* [Passage provided]

········

Question 1: Hi Jay, before the followers and recognition, before content and radio, who was Jayonair and what pushed you into content creation?
Answer 1: Honestly, radio came first, and it came long before anything else. I’ve been actively on radio for about 12 to 13 years now, starting out through internships and working my way up from there. It’s been a real journey.
Content creation, though, has a different kind of story.
I had been based in Lagos at some point, then I left, and when I eventually came back, I returned with a lot of hope. I was certain things would fall into place, that I’d land a job at a radio station, that life would pick up where it left off. But that’s not what happened. The jobs didn’t come, and I found myself in a really dark place. Sad, depressed, and without work, because I had left my previous job to make this move. It was a genuinely terrible period.
Social media became my escape. At the time, I was using it the way most people did, posting pictures, sharing motivational thoughts, nothing serious. Then I started recreating sounds, mostly on TikTok. It wasn’t a strategy or a plan; it was something to do with my hands and my mind while I figured out my next move. A way to get out of my own head.
People responded to it. They loved the recreations, so I kept going. Eventually I started creating original content, and people loved that too. The rest, as they say, is history.
The truth is, becoming a content creator was never something I mapped out. I’m a millennial in my 30s, we didn’t grow up seeing content creation as a career. The word itself wasn’t even in my vocabulary. It wasn’t a plan B or even a plan Z.
It found me through one of the hardest seasons of my life. Sadness, depression, and joblessness led me here, and somehow, I built something out of it.
Question 2: What was the Aha moment when you realized, “This content thing might actually become something big”?
Answer 2: I wish I could pinpoint the exact moment I first got recognised as Jay On-air. But if I’m being honest, it really hit home when I started receiving acknowledgement from people I had grown up watching.
I was working with Premier Cool at the time, doing some influencing for them, when MI Abaga walked up to me and he said, “Oh, hi, Jay On-air. I’m such a huge fan. You’re doing fantastic work.”

········

* [Job 1] From the entries, reproduce verbatim the lines running from the line containing "any swan's neck." up to and including the line containing "0;364;866;1300".

········

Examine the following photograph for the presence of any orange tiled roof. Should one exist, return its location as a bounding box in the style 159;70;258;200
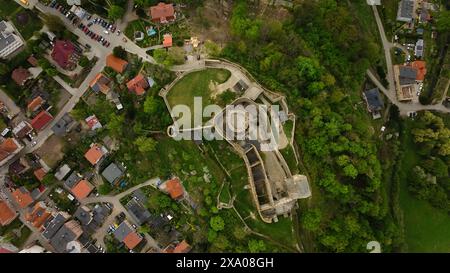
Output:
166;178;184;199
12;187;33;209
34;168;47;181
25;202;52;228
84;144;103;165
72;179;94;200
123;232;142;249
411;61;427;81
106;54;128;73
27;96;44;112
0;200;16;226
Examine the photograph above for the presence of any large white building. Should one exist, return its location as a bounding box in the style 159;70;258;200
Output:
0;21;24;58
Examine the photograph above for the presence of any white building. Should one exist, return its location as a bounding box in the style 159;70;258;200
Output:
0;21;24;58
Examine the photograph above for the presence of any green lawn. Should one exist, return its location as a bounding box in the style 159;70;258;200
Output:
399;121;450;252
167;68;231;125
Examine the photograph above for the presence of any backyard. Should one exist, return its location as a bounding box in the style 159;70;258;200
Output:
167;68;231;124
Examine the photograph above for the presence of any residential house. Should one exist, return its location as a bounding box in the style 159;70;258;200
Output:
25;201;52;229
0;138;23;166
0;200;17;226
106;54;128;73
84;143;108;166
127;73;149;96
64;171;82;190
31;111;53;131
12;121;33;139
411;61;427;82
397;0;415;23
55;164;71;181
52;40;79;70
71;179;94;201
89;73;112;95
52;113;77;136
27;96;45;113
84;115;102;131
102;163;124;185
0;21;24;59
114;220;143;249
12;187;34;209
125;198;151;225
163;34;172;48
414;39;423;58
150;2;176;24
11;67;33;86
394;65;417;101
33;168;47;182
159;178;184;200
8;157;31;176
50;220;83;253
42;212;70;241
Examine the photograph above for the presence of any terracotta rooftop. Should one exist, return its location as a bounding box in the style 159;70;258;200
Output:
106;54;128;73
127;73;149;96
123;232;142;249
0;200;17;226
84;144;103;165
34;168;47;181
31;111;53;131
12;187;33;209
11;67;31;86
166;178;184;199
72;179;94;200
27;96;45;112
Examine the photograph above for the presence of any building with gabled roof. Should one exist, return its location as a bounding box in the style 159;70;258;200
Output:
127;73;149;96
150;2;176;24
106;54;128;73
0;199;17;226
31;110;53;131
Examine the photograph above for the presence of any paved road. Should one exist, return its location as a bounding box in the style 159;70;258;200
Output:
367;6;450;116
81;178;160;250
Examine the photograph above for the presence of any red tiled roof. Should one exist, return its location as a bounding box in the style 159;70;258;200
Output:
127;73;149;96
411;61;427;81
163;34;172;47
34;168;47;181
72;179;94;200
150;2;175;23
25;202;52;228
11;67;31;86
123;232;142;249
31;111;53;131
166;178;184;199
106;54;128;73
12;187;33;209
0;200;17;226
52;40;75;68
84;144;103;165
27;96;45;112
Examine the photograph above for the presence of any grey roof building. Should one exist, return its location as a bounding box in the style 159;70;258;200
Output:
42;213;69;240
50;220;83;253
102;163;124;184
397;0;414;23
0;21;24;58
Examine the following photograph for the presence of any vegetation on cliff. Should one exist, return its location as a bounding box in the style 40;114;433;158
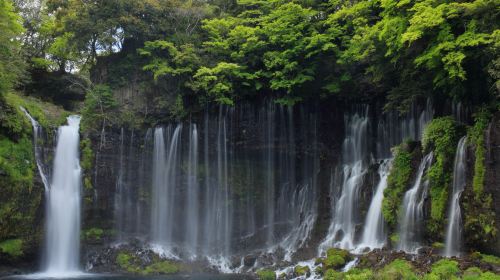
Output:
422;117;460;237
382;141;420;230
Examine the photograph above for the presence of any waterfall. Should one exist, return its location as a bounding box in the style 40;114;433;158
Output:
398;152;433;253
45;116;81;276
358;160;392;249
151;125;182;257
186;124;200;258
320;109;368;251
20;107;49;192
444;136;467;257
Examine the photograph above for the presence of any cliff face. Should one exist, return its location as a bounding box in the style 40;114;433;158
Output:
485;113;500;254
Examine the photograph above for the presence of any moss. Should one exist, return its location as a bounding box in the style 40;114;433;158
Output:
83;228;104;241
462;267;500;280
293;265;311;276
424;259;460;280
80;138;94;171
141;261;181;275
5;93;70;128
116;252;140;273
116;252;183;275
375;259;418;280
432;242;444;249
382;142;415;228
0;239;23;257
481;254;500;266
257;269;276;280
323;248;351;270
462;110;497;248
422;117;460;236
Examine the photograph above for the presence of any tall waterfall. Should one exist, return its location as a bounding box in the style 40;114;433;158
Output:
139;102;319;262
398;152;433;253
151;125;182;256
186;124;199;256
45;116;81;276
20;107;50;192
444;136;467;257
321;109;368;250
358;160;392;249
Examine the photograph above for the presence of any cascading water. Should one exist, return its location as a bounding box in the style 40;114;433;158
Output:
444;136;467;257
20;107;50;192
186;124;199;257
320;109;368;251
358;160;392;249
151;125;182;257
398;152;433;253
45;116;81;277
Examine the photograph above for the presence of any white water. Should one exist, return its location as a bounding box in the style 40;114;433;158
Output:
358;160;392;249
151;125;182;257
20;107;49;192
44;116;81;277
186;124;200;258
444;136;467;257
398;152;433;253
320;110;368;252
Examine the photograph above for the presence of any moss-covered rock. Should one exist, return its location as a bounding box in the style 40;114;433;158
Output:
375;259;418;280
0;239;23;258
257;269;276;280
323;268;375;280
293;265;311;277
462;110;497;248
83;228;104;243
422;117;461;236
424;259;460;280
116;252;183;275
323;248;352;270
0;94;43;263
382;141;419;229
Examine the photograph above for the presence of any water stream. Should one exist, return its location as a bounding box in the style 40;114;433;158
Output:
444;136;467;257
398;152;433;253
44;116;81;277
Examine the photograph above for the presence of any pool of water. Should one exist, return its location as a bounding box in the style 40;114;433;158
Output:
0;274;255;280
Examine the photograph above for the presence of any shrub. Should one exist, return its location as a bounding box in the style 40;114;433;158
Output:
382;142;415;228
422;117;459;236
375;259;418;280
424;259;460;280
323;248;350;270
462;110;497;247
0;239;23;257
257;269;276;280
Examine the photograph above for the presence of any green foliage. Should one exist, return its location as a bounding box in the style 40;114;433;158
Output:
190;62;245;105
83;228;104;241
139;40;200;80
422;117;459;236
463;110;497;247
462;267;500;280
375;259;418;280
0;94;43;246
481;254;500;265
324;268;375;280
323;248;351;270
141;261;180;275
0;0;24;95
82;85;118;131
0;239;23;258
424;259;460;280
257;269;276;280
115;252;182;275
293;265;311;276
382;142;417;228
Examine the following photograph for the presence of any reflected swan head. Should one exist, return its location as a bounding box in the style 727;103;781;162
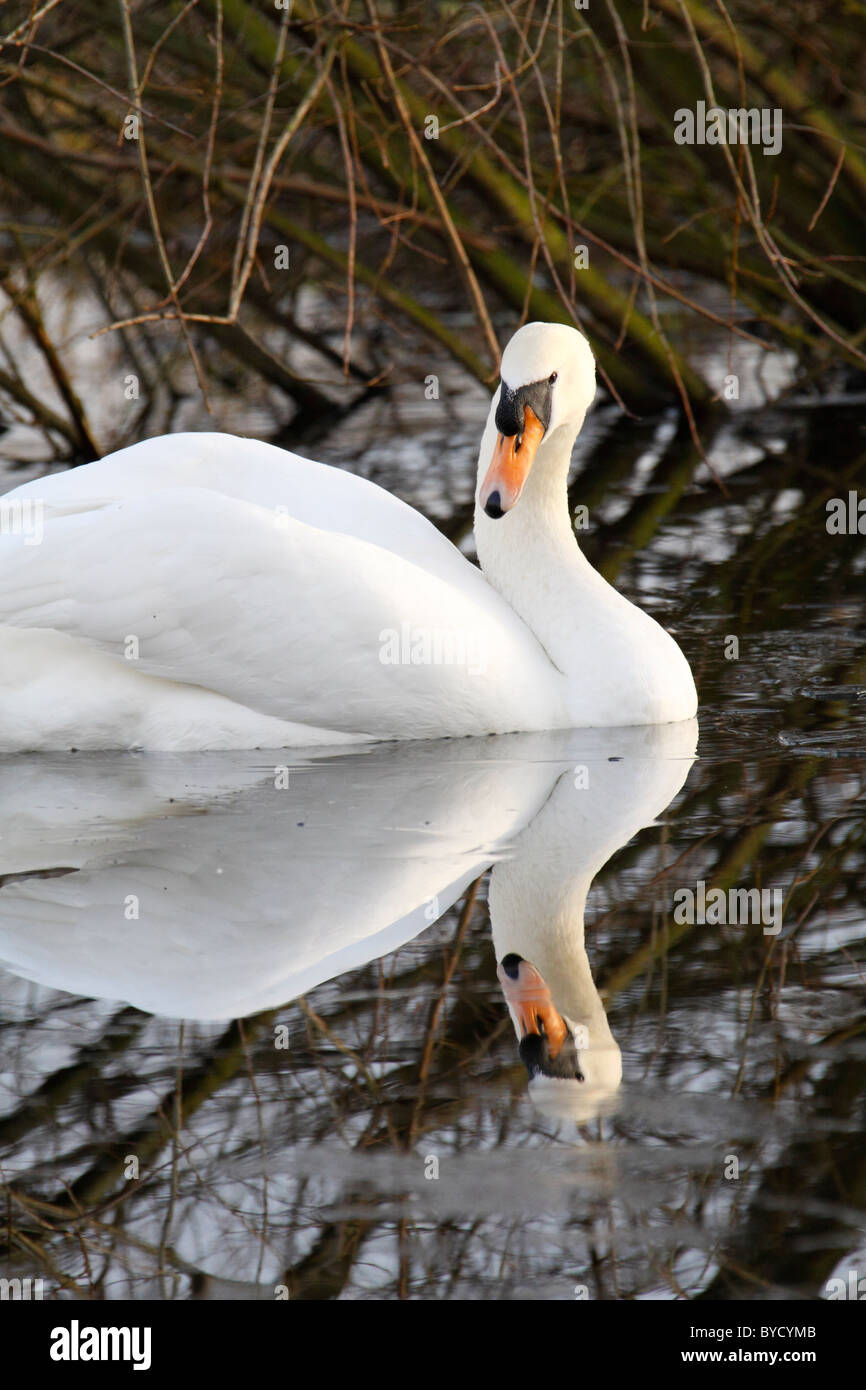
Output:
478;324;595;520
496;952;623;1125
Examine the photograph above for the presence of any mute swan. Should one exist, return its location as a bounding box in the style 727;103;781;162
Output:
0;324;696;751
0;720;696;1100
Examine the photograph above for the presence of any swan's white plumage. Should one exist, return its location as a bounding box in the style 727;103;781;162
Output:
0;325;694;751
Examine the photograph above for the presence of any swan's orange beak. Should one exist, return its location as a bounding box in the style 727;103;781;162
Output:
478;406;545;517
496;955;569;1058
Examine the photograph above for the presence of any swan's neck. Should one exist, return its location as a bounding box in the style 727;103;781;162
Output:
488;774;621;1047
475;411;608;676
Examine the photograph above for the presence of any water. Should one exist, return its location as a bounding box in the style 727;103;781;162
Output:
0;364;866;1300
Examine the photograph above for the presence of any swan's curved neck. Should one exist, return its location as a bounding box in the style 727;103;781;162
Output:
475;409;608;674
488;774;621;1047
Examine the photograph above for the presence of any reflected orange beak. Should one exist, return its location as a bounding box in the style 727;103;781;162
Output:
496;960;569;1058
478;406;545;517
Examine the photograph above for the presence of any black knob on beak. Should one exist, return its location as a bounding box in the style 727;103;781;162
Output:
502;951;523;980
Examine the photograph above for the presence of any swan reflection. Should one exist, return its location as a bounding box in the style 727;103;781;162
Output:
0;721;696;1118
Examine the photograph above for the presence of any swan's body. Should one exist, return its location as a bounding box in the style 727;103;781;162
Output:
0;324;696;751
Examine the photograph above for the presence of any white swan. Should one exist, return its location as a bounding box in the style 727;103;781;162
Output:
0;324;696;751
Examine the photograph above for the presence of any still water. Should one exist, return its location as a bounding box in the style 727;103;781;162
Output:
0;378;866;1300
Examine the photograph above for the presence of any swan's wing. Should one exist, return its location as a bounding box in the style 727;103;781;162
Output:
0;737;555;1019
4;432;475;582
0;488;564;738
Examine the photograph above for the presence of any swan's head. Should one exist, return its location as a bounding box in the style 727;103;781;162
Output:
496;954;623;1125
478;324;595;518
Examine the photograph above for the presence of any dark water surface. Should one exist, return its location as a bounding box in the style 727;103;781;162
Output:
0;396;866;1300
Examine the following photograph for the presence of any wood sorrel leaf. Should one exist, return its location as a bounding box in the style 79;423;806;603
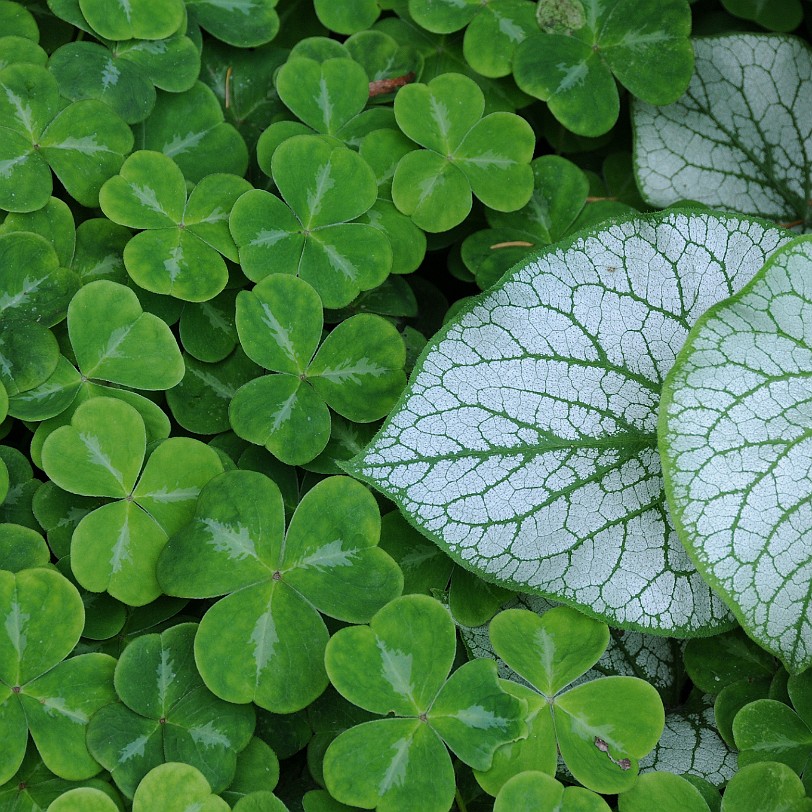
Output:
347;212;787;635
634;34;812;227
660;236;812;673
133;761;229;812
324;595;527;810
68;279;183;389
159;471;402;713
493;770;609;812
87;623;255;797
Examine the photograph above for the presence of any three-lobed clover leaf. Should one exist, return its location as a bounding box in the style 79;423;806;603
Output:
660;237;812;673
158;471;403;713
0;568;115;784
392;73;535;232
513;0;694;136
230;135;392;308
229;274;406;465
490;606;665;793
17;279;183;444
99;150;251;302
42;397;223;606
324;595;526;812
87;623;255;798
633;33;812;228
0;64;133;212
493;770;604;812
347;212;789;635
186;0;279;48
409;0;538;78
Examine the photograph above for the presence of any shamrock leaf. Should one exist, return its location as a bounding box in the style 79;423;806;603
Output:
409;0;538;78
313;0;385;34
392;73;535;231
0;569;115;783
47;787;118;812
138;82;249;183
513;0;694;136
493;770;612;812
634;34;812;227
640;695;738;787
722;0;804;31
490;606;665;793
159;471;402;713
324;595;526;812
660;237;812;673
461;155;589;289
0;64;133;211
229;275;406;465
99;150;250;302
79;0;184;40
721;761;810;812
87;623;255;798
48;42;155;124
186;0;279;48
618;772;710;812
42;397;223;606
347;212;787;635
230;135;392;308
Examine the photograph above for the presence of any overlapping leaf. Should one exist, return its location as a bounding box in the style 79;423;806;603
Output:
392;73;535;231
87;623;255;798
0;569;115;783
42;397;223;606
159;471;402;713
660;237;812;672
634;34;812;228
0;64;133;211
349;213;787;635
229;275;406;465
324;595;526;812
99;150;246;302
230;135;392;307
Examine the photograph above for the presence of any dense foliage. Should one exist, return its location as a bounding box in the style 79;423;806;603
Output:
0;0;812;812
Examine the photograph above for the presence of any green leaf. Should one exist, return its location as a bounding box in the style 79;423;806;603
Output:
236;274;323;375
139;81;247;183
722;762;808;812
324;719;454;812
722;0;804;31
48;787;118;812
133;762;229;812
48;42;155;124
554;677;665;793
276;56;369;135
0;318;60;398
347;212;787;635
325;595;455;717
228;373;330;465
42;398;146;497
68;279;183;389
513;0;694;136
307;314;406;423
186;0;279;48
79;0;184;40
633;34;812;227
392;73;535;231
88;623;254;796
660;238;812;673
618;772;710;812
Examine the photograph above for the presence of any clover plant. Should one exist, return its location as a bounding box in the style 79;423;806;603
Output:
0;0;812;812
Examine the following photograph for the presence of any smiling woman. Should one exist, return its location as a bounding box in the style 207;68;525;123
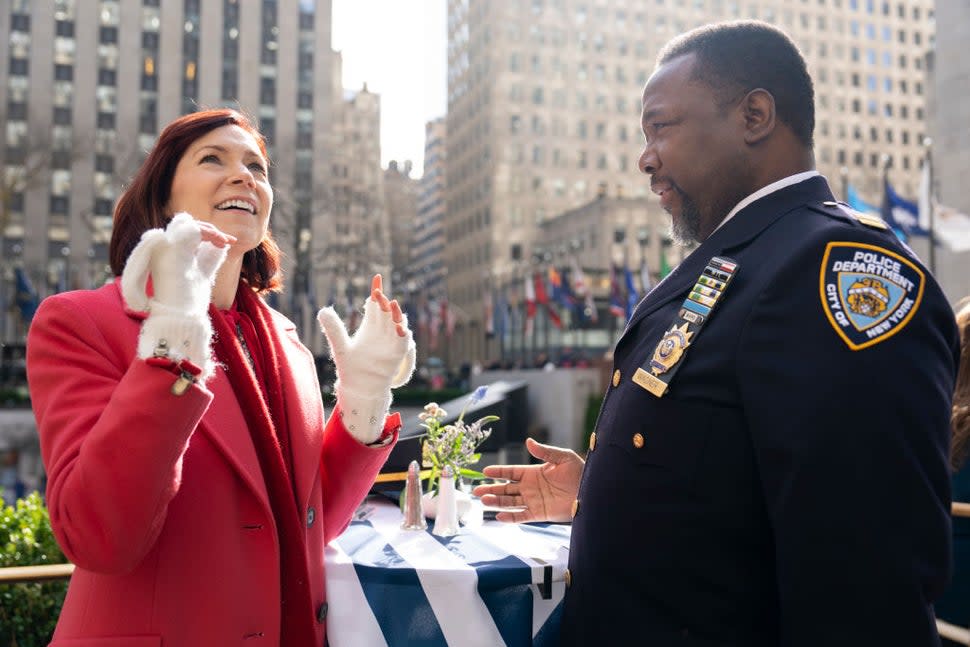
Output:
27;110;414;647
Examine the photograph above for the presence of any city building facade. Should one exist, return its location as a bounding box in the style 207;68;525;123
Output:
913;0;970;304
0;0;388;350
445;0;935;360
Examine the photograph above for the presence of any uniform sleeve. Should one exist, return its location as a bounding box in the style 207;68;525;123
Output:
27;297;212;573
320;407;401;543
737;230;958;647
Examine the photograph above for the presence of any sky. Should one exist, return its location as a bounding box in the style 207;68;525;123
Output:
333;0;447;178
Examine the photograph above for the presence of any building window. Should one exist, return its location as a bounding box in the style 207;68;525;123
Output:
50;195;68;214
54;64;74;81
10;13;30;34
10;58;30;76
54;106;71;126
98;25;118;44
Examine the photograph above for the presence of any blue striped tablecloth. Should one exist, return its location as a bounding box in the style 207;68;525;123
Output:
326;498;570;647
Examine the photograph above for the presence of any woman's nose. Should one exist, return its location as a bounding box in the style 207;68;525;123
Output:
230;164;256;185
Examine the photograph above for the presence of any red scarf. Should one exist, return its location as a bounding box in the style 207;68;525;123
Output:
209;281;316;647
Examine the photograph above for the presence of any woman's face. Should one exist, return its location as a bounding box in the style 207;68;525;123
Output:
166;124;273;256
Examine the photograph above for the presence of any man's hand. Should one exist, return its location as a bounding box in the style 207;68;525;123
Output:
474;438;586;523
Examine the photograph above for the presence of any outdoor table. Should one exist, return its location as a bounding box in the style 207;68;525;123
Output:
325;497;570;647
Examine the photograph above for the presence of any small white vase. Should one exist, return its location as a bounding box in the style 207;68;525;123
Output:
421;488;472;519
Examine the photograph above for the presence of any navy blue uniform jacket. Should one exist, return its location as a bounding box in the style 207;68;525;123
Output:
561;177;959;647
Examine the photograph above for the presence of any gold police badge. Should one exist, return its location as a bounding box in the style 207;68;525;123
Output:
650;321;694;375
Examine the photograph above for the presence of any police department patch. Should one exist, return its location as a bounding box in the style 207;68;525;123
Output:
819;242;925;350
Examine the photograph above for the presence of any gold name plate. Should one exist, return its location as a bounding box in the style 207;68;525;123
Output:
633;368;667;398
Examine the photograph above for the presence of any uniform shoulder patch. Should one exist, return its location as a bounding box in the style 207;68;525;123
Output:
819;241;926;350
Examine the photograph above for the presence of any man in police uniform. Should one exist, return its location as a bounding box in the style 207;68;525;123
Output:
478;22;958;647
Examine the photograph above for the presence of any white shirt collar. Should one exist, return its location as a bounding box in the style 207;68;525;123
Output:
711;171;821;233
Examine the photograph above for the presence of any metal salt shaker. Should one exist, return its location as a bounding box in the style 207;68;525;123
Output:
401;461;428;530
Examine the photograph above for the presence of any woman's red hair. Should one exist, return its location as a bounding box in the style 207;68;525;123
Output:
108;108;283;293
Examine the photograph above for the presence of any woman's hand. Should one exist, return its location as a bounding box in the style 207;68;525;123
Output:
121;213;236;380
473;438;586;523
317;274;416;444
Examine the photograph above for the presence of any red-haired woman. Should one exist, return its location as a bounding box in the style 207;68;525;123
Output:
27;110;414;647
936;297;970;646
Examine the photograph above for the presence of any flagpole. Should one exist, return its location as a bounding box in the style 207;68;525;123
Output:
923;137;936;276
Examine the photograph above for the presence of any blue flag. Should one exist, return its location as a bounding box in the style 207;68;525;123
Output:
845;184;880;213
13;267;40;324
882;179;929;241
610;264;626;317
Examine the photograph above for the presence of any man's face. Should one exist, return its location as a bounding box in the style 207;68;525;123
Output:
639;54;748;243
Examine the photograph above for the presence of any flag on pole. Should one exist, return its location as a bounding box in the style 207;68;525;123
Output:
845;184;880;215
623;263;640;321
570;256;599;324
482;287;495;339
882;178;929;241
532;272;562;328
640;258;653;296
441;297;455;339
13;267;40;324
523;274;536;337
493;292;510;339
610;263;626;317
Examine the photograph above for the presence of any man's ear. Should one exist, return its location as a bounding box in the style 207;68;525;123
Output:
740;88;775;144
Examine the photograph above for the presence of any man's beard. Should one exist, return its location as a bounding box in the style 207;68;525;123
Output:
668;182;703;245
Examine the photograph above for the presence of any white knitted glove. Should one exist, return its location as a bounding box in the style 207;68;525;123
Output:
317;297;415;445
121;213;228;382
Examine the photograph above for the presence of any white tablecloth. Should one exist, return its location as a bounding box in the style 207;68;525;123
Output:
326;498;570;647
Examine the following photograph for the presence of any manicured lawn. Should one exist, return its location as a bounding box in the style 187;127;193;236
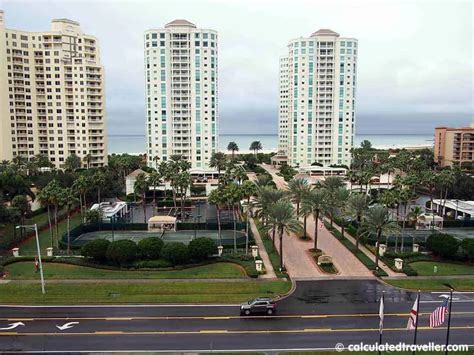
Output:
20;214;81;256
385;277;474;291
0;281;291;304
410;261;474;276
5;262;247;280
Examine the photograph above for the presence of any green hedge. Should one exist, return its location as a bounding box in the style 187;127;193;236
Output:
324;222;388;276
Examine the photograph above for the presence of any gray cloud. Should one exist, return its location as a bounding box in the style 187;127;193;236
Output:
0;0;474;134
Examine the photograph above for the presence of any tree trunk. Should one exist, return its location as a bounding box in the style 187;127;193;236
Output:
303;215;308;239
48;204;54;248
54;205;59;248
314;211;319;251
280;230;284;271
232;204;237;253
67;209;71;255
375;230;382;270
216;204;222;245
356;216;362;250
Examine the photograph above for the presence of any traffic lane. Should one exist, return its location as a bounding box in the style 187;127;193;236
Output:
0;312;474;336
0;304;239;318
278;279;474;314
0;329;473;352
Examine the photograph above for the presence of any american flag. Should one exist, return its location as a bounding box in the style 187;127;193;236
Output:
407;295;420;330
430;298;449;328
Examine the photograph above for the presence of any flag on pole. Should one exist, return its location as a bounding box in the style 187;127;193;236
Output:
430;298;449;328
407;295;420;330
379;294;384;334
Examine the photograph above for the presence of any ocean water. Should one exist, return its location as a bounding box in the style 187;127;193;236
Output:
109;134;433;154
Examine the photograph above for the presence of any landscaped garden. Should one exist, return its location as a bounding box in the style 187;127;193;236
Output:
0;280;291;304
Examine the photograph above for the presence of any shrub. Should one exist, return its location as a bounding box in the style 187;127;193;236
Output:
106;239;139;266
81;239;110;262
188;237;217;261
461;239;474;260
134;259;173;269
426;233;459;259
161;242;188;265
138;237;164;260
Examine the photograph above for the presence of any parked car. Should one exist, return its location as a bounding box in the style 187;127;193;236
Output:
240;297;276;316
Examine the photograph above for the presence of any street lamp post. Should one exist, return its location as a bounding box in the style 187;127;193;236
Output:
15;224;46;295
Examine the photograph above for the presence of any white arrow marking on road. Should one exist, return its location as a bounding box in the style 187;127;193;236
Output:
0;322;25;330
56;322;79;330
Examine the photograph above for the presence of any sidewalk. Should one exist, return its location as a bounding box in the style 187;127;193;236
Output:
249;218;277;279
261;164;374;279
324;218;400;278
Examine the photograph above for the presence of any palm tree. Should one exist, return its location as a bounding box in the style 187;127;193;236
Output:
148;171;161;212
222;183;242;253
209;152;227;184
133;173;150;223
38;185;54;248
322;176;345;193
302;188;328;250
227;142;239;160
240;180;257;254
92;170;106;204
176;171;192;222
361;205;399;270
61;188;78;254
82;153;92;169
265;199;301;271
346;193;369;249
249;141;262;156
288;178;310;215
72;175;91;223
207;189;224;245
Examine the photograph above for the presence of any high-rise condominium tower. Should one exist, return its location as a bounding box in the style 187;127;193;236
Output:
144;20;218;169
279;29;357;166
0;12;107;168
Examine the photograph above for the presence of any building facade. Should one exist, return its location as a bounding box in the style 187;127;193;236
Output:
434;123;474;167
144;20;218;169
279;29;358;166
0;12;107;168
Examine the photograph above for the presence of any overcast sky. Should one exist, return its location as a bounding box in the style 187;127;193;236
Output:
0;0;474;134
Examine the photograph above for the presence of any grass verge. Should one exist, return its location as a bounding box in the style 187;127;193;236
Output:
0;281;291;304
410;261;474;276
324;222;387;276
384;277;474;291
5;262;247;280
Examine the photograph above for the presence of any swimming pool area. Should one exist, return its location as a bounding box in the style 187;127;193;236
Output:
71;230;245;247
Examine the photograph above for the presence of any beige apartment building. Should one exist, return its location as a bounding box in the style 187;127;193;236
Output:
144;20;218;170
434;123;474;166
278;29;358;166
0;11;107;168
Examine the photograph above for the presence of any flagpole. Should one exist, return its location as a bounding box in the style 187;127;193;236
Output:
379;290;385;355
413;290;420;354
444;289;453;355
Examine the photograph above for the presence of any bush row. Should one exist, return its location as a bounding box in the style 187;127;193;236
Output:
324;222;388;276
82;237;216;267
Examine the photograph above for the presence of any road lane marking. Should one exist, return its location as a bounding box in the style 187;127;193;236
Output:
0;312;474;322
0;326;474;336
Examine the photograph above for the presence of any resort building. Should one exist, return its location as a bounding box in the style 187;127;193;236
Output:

········

* [Job 2] List the three conditions that the interview names as having led the interviewee to content creation.

* [Result 1]
Examine the photograph above for the presence of any swan's neck. Should one exist, return its location as a bounding box in the style 727;103;781;162
Output:
488;774;621;1047
475;411;608;676
Examine the photograph above for the presence of any water. Should one exist, return its location as a bounding box in the style 727;103;781;162
Output:
0;364;866;1300

* [Result 2] Sadness, depression, joblessness